*SET EXERCISE:*
Please add -99 to every x and y coordinate in the answers and write out again the part of the records that opens with the line containing "Annotate each instance of the white cap" and runs through the end of the records, requests included. Leave the numbers in the requests and their format samples unchanged.

*DATA EXTRACT:*
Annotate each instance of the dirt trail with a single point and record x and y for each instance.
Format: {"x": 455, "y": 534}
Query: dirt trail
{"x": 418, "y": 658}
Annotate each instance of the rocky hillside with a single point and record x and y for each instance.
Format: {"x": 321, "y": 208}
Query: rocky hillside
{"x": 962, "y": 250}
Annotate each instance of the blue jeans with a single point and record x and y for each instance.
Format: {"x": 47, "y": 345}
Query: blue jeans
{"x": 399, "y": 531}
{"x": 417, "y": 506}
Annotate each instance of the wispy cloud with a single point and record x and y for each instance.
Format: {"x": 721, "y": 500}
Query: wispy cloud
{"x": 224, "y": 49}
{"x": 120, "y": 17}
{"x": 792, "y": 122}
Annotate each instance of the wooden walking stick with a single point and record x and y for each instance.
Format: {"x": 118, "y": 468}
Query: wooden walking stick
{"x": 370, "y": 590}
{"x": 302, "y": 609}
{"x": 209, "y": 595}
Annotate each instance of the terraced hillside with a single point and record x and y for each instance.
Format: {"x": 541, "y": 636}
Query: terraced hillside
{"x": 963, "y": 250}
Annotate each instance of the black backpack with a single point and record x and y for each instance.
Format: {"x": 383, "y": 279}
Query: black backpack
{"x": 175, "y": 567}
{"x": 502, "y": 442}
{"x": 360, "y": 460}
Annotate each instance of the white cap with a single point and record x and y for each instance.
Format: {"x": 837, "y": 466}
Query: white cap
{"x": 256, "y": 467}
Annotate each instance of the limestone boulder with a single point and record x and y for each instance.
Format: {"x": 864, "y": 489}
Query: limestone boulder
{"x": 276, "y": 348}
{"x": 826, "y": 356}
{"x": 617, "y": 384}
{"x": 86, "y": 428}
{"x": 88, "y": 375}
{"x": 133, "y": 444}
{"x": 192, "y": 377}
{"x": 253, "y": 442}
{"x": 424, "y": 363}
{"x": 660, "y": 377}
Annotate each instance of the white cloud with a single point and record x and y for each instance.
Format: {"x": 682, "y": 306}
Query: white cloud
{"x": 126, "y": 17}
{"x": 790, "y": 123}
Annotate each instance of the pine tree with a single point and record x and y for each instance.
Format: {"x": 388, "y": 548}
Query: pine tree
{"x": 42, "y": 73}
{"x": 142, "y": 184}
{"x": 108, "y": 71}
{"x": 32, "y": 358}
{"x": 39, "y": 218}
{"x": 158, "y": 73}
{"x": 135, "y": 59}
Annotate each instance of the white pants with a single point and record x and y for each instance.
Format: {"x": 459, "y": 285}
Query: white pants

*PROBLEM SOLUTION:*
Annotate each instance of the white cap with a single point and record x and y for each instance.
Format: {"x": 837, "y": 466}
Query: white cap
{"x": 157, "y": 368}
Annotate each instance of the limestone boulder with a single point and record x and y for each instance.
Format: {"x": 864, "y": 489}
Query: limestone boulder
{"x": 177, "y": 249}
{"x": 727, "y": 257}
{"x": 518, "y": 285}
{"x": -13, "y": 329}
{"x": -11, "y": 276}
{"x": 34, "y": 345}
{"x": 93, "y": 278}
{"x": 154, "y": 343}
{"x": 325, "y": 264}
{"x": 561, "y": 278}
Annotate each instance of the white cloud with a single point and record x and y for each instance.
Format: {"x": 682, "y": 306}
Query: white cloud
{"x": 27, "y": -82}
{"x": 691, "y": 24}
Annotate each instance of the pine tree with a single point and record x and y for each instance.
Format: {"x": 388, "y": 548}
Query: pine tree
{"x": -57, "y": -26}
{"x": 43, "y": 85}
{"x": 9, "y": -28}
{"x": -67, "y": 259}
{"x": -60, "y": 119}
{"x": 59, "y": -26}
{"x": 36, "y": -40}
Annotate each instance of the white pants with a single point and record x and y for each instance.
Format: {"x": 459, "y": 285}
Query: white pants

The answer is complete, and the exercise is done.